EXERCISE DIRECTIONS: Identify every line below that contains the string "speckled", matching case exactly, and copy each such line in full.

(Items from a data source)
* * *

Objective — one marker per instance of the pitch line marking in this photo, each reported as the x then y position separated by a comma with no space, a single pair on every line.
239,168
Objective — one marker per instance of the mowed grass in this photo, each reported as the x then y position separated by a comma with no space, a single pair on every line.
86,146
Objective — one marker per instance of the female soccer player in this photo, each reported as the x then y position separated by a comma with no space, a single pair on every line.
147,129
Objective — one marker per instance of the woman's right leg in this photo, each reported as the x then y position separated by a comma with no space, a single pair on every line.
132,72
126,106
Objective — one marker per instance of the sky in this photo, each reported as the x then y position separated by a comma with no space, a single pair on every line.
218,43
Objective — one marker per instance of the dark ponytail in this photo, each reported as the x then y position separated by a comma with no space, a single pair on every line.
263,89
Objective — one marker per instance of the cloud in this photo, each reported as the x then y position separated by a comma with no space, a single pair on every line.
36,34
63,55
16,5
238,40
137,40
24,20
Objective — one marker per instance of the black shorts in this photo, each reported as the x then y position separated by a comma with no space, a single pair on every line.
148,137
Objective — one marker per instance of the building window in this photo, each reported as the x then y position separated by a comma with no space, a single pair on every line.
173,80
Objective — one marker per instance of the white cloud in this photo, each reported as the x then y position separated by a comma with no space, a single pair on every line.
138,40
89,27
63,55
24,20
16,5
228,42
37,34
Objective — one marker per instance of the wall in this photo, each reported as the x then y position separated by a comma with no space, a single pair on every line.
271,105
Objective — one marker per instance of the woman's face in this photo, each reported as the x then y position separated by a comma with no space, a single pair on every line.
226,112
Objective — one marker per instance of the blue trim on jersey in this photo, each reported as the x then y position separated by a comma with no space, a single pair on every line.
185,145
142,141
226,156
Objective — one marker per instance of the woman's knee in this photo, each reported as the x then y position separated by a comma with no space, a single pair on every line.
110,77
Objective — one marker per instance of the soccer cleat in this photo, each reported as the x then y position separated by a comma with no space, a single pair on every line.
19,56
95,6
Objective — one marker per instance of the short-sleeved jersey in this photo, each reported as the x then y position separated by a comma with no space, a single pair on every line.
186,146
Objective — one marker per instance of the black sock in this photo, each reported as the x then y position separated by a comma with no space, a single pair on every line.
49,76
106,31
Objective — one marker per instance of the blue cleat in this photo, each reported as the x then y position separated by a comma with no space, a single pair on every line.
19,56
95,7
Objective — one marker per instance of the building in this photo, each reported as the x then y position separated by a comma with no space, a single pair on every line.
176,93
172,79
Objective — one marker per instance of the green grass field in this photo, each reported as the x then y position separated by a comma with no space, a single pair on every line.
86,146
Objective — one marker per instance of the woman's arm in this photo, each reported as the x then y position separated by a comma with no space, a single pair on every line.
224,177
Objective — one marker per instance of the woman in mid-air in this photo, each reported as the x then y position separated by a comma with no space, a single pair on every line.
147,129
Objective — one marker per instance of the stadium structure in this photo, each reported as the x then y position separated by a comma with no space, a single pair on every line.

* * *

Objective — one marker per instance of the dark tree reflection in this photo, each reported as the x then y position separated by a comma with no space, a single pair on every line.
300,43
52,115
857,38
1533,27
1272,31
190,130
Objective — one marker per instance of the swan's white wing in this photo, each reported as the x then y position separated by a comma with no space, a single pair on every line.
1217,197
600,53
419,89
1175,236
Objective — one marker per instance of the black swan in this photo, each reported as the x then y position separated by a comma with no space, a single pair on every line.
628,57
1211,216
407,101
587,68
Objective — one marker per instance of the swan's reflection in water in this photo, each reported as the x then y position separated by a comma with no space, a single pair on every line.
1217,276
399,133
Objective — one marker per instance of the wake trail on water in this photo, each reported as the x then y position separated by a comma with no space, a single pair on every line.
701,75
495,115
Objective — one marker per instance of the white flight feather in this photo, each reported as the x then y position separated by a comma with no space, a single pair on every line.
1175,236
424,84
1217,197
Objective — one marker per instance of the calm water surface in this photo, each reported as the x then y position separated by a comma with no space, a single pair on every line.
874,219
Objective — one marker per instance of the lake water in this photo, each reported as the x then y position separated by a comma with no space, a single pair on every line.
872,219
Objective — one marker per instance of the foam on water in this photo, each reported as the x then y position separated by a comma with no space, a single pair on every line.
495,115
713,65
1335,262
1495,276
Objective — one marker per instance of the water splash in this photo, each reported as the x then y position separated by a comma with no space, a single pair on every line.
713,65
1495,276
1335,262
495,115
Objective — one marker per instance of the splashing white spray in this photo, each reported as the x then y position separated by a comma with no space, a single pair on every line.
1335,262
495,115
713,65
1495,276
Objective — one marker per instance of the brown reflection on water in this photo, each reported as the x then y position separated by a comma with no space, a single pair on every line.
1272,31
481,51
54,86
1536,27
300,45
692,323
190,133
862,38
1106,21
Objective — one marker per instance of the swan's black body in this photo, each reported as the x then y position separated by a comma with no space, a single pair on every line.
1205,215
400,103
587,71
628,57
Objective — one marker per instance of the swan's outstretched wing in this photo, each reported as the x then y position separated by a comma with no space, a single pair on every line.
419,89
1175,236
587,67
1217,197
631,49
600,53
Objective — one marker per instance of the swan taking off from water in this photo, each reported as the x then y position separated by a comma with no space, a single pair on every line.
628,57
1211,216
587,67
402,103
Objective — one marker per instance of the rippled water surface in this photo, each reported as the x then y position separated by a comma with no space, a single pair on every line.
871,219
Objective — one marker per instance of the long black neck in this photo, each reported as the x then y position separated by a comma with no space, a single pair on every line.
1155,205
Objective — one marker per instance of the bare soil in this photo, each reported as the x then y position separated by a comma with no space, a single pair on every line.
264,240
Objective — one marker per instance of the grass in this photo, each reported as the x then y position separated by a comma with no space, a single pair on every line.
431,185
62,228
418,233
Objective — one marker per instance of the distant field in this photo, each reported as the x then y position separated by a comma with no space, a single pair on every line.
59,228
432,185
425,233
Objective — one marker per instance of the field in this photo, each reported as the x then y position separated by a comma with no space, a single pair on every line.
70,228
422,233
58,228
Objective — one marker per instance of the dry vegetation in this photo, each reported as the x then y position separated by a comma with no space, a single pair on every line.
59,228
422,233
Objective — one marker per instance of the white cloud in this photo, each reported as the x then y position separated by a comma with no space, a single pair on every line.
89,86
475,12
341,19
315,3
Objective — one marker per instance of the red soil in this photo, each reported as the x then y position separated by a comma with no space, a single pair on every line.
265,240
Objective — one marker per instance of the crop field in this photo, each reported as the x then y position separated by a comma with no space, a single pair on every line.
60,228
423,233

* * *

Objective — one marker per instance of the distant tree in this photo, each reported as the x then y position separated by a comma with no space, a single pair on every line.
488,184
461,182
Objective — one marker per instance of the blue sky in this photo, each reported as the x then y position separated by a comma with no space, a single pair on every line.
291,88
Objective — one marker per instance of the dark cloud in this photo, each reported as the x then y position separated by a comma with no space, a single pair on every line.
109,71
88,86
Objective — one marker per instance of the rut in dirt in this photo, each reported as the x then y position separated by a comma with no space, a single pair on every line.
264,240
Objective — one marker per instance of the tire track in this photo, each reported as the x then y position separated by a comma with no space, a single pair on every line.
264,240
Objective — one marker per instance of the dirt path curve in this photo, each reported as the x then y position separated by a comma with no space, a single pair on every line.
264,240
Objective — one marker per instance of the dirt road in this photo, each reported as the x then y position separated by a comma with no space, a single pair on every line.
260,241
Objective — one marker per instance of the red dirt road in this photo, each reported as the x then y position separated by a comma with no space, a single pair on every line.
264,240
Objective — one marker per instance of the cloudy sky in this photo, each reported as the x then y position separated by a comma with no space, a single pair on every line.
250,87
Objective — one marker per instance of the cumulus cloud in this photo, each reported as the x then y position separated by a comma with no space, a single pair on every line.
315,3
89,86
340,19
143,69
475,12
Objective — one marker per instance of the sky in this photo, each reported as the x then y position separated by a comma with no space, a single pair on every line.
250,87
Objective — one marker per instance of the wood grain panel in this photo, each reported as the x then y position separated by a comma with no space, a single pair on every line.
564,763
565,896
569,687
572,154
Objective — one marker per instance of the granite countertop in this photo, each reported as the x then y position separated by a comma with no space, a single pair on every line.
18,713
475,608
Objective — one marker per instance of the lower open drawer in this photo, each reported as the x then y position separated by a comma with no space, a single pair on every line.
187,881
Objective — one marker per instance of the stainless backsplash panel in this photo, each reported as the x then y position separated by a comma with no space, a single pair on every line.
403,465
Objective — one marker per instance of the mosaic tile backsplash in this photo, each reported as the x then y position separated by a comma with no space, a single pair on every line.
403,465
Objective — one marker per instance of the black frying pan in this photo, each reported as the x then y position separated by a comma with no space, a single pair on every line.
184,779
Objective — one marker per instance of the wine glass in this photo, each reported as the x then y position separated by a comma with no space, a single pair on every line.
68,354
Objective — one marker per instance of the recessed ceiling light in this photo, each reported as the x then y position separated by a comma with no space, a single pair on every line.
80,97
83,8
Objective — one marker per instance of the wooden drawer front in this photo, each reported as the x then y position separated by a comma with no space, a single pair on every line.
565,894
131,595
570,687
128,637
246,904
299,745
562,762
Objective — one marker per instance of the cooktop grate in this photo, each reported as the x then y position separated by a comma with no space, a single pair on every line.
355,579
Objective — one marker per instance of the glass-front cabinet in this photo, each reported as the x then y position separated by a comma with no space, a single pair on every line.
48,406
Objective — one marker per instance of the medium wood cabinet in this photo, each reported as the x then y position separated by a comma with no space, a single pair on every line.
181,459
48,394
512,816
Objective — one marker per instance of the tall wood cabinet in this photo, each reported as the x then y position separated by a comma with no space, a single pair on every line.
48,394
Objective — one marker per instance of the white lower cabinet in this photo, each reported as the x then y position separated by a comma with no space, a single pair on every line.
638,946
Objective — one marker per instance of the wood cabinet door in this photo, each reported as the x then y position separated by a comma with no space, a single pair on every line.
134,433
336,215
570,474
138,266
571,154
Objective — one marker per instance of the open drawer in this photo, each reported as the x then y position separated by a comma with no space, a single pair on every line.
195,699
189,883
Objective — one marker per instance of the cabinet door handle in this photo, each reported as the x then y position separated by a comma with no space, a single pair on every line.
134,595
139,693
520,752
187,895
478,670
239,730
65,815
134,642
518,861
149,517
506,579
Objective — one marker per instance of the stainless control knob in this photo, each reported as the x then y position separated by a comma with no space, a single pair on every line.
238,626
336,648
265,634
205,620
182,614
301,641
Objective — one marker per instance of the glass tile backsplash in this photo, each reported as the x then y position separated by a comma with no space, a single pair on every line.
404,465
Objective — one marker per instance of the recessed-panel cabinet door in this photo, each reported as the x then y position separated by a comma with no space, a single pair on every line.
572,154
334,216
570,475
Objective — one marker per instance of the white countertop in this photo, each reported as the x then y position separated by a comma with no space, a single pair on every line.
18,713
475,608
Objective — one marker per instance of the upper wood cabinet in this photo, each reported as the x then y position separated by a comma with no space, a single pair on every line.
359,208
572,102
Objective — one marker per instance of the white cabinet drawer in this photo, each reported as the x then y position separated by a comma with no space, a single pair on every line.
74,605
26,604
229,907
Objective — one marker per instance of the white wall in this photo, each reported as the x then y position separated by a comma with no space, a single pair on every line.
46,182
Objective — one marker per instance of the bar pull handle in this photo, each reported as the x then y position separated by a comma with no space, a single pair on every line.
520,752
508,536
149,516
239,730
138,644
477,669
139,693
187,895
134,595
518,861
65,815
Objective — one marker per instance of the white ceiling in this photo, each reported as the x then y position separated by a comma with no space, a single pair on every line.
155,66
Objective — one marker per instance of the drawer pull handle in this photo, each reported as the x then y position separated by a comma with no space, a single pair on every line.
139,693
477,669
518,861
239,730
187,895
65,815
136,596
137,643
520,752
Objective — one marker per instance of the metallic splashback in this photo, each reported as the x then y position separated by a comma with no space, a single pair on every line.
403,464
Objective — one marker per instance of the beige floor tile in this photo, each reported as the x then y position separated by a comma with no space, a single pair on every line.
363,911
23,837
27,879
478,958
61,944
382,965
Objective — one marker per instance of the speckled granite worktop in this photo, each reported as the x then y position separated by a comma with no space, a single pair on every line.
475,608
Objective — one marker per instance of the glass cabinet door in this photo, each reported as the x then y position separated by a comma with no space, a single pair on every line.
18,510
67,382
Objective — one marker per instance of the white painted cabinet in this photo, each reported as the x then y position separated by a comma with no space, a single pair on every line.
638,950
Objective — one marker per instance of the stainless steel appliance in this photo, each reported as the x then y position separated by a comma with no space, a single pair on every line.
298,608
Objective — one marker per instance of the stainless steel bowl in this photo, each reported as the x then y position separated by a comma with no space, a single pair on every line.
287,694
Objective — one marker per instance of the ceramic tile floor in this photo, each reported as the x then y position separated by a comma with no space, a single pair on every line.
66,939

* * *

WRITTEN ANSWER:
Objective — one marker per instance of the speckled granite worktop in this photo, each reported as the x then y position separated by a comma with no space, a single pair on every line.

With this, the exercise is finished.